> [WORK ORDER]: Summarize the text on pandemic summer camp decisions in two sentences.

> [READING TEXT]:
----
As with many complex issues related to the pandemic, much depends on where you live, the location of your children’s camps (and whether/how they would need to travel there), the recommendations of your local Board of Health, State mandates, and guidance from the CDC.
In New York, Governor Andrew Cuomo has promised to make a state-wide determination regarding summer camps by the end of May. But within that overarching policy, he told reporters, “Summer camp decisions will follow regional decisions.” As part of his four-phase plan to reopen New York state, outlined in his May 4 newsletter, he categorized “education”—and one might assume camp falls under this category?—as being the last classification of public gatherings to be considered for re-opening. “If you open [the state back up] too quickly you can immediately have a backlash, as other countries have seen,” he wrote. “We must be smart.” In Ohio, Governor Mike DeWine issued this clarifying tweet on April 27: “I wish we could make a decision on camps right now, but we’re not ready at this point to make that decision. Those who run camps should start thinking about how they would do social distancing at camp. We have to take this one week at a time.”
----
> [SUPPLIED INFORMATION]:

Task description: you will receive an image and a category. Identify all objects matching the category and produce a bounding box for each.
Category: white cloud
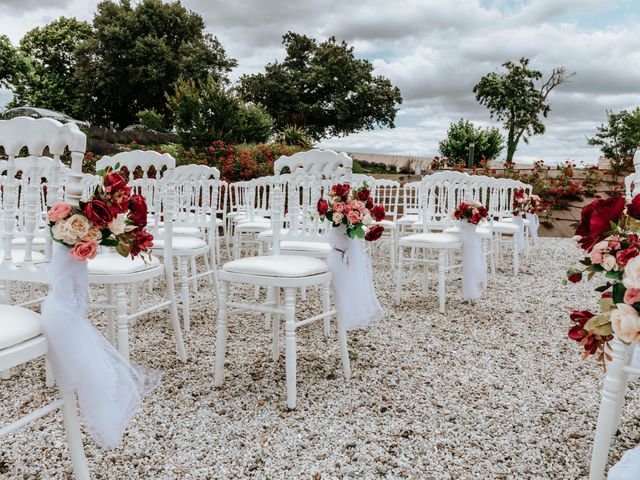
[0,0,640,161]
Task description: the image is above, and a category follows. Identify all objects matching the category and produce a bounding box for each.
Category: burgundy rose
[84,200,113,228]
[371,205,385,222]
[627,195,640,219]
[358,188,371,202]
[364,225,384,242]
[129,195,147,227]
[317,198,329,215]
[576,197,625,252]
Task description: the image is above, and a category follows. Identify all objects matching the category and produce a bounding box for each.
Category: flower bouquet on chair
[317,184,385,330]
[452,200,489,300]
[47,167,153,260]
[41,166,160,448]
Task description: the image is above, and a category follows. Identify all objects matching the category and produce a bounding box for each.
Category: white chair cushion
[492,221,519,235]
[399,232,462,248]
[151,237,207,250]
[0,248,47,265]
[222,255,327,277]
[280,240,331,253]
[0,305,41,350]
[87,252,160,275]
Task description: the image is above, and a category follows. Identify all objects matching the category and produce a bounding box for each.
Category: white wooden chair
[0,117,90,480]
[88,150,187,362]
[215,150,352,408]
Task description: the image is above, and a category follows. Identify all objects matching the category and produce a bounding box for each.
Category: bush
[136,108,164,131]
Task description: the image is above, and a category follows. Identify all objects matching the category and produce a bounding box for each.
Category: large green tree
[473,58,574,162]
[0,35,29,88]
[238,32,402,139]
[587,107,640,170]
[76,0,236,127]
[440,118,504,165]
[11,17,91,117]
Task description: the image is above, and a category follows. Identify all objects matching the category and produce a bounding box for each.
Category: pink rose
[623,288,640,305]
[47,202,73,222]
[71,240,98,260]
[347,210,360,223]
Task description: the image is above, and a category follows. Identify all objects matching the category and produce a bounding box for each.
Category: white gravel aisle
[0,239,640,480]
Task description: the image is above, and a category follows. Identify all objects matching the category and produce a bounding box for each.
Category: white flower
[107,213,127,236]
[622,256,640,288]
[600,253,618,272]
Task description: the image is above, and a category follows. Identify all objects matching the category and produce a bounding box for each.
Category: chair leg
[284,287,296,409]
[178,257,191,332]
[214,280,229,387]
[438,250,447,313]
[164,259,187,362]
[589,339,628,480]
[61,392,91,480]
[271,287,280,361]
[322,283,331,338]
[115,285,129,360]
[396,247,404,305]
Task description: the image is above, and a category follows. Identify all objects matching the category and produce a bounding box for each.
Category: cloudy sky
[0,0,640,163]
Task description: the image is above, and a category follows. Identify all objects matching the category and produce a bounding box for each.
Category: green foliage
[473,58,573,162]
[0,35,29,88]
[280,125,313,148]
[238,32,402,140]
[137,108,164,131]
[10,17,91,118]
[76,0,236,127]
[587,107,640,172]
[440,118,504,165]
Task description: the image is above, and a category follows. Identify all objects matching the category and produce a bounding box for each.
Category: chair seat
[151,237,208,250]
[0,305,41,350]
[491,220,519,235]
[444,227,491,238]
[87,252,160,275]
[280,240,331,254]
[222,255,328,278]
[0,248,47,265]
[399,232,462,249]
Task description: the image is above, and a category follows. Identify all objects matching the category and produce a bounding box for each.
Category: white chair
[215,150,352,408]
[0,117,90,479]
[88,150,187,362]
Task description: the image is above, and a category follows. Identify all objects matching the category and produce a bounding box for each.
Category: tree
[238,32,402,139]
[77,0,236,127]
[440,118,504,165]
[167,77,273,148]
[11,17,91,117]
[0,35,29,88]
[587,107,640,170]
[473,58,574,162]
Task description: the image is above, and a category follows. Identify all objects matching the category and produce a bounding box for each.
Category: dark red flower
[84,200,114,228]
[576,197,625,252]
[364,225,384,242]
[317,198,329,215]
[371,205,386,222]
[358,188,371,202]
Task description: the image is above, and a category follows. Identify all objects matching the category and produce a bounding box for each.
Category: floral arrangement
[512,188,545,217]
[567,195,640,366]
[317,183,386,242]
[47,165,153,260]
[453,200,489,225]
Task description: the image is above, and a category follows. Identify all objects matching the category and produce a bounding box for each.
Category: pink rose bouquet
[317,183,385,242]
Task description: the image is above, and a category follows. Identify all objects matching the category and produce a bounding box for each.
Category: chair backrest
[271,149,353,255]
[0,117,87,284]
[372,178,400,222]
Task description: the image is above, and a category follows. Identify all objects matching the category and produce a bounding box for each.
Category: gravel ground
[0,238,640,480]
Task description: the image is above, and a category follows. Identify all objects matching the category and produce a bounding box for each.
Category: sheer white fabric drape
[327,227,384,331]
[41,244,160,448]
[460,222,487,300]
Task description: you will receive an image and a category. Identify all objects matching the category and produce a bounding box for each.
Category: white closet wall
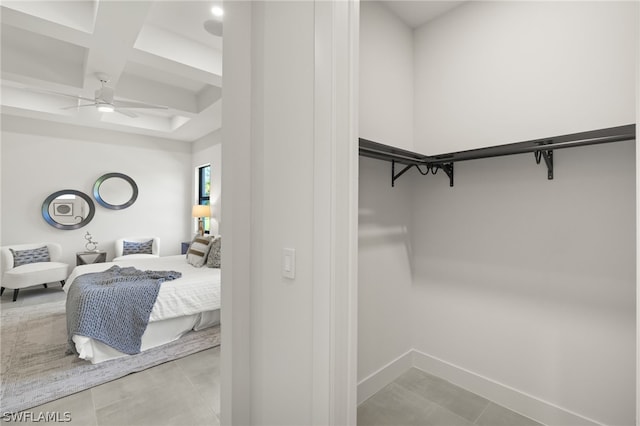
[358,1,413,392]
[410,141,635,425]
[358,1,414,151]
[358,2,638,425]
[415,1,639,155]
[358,158,413,390]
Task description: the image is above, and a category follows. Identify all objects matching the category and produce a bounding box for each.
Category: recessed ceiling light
[211,6,224,17]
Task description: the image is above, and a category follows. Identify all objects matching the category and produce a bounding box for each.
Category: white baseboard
[358,350,413,405]
[358,349,602,426]
[411,349,602,426]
----
> [ANSWER SPACE]: Decisions about children's summer camps during the pandemic depend largely on where a family lives, where the camps are and how children would travel there, and on guidance from local Boards of Health, state mandates, and the CDC. New York's Governor Andrew Cuomo promised a state-wide determination on camps by the end of May that would follow regional decisions, while Ohio's Governor Mike DeWine said on April 27 that the state was not yet ready to decide and that camp operators should start thinking about social distancing.